▸ **Exercise set**
1 – From the article on the film Mannaja, list every actor that its opening paragraph names as playing one of the other central roles besides Blade.
2 – Carry on the article on the film Mannaja, starting after its final sentence.

▸ **Text shown**
Mannaja (also known as A Man Called Blade) is an Italian 1977 Spaghetti Western film directed by Sergio Martino. The main role, Blade, is played by Maurizio Merli. Other central roles are played by John Steiner, Sonja Jeannine, Donald O'Brien, Philippe Leroy and Martine Brochard.

Plot
Bounty hunter Blade (Maurizio Merli), who uses a tomahawk as a throwing weapon, arrives at the mining town of Suttonville with the outlaw Burt Craven (Donald O'Brien) as his prisoner. His real motive is to kill mining big boss McGowan (Philippe Leroy) who has killed his father. Blade gives up his revenge – because McGowan “is not worth it” – and instead accepts to deliver the ransom for the mine owner's daughter (Sonja Jeannine). However, this mission fails because she turns out to be the lover of her kidnapper, McGowan's foreman Voller (John Steiner), who secretly works for a gang that regularly robs the shipments of silver from the mine. Voller then kills his boss and turns his mining empire into bloody chaos by massacring the mine workers. Blade is beaten up and buried up to his neck and left to be blinded by the sun. However, he survives and returns for a showdown with Voller.

Cast
Maurizio Merli as Blade (Mannaja)
John Steiner as Theo Voller
Sonja Jeannine as Deborah McGowan
Donald O'Brien as Burt Craven
Philippe Leroy as Ed McGowan
Martine Brochard as Angela
Salvatore Puntillo as Johnny
Antonio Casale as Dahlman
Enzo Fiermonte as agente del governo
Rick Battaglia as padre di Mannaja
Aldo Rendine as uomo derubato
Enzo Maggio as vecchietto
Sergio Tardioli as barista
Sophia Lombardo as Lucy

Music
The film's score was composed and performed by Guido & Maurizio De Angelis, whose soundtrack has been described as "[veering] unpredictability between Italian Western ballads, contemporary pop songs, synth-led horror motifs and 1970s prog rock".

▸ **Recorded data**
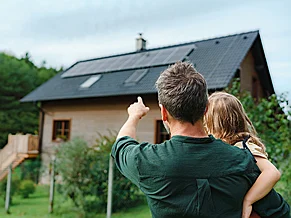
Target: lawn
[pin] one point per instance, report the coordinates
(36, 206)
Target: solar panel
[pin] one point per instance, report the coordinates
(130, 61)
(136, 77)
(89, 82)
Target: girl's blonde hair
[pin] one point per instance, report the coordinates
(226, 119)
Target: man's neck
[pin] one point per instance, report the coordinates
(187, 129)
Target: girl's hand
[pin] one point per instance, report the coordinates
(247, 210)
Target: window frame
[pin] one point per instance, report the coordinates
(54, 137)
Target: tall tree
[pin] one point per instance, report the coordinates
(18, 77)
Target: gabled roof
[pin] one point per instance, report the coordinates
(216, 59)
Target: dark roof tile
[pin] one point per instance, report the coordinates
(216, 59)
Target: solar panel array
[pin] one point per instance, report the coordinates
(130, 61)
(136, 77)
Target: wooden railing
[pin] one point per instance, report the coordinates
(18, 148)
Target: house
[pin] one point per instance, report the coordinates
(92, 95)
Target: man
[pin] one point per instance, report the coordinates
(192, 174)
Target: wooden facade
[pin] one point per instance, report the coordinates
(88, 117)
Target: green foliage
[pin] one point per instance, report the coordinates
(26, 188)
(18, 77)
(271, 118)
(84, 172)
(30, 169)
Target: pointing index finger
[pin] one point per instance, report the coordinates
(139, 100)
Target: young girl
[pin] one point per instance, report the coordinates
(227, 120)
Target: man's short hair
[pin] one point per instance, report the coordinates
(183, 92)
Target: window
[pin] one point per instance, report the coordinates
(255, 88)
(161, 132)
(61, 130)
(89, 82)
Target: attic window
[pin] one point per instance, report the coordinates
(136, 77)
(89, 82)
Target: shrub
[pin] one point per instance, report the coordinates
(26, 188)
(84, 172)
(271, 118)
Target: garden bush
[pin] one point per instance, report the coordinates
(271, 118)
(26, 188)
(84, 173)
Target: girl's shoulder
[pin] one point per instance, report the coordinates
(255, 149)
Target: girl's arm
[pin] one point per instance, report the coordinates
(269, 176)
* * *
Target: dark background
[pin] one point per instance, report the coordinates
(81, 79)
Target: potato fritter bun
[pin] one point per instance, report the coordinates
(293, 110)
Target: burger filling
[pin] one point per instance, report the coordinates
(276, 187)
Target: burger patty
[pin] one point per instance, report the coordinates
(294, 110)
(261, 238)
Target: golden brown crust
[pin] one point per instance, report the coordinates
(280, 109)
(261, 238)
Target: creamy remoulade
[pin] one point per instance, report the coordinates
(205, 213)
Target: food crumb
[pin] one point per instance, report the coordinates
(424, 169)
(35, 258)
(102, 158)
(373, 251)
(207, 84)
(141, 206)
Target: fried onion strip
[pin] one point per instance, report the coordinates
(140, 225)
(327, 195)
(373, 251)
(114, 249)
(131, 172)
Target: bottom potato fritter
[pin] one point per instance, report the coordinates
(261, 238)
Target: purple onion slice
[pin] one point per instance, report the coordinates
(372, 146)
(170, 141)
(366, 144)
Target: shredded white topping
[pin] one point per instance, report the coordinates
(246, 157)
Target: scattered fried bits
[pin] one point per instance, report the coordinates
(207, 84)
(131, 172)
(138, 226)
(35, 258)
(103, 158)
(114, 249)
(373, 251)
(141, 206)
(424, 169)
---
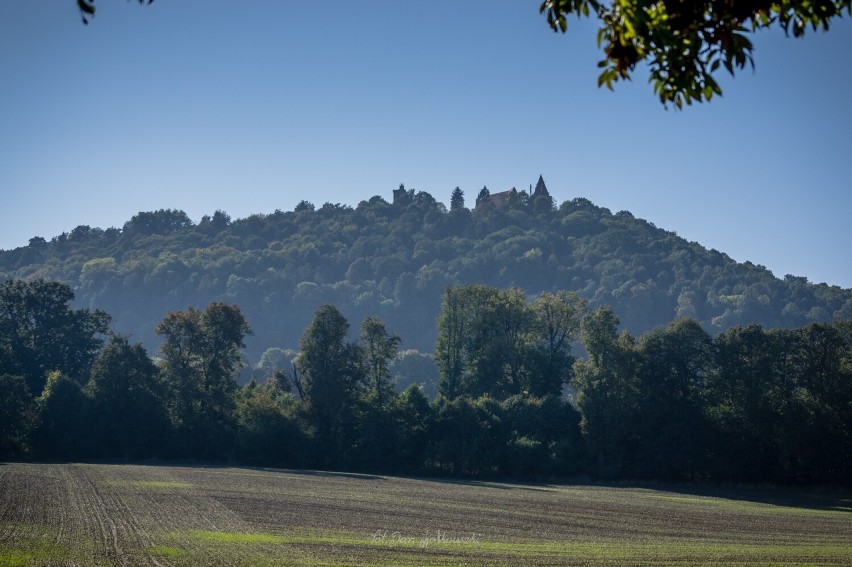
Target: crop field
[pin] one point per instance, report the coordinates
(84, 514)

▸ **Solved problems**
1 –
John Steiner
Sonja Jeannine
Donald O'Brien
Philippe Leroy
Martine Brochard

2 –
Release
Mannaja was released in 1977. It grossed a 750 million Italian lire domestically in Italy.

It was released on DVD by Blue Underground.

Reception
In his investigation of narrative structures in Spaghetti Western films, Fridlund ranges Mannaja among stories obeying the "Tragic Mercenary” plot where the pursuit of a monetary motive entails the killing or wounding of someone close to the hero, who then sets out on a vengeance mission. This story appears in the very influential Django. In the case of Blade his economic arrangement with the man he should have killed sets off a course of action leading to him being tortured and to the death of the showgirl Angela, who loves him. The situation where a kidnapped woman betrays her savior because she is the lover of her would-be abductor also appears in Ten Thousand Dollars for a Massacre - another "Tragic Mercenary” story.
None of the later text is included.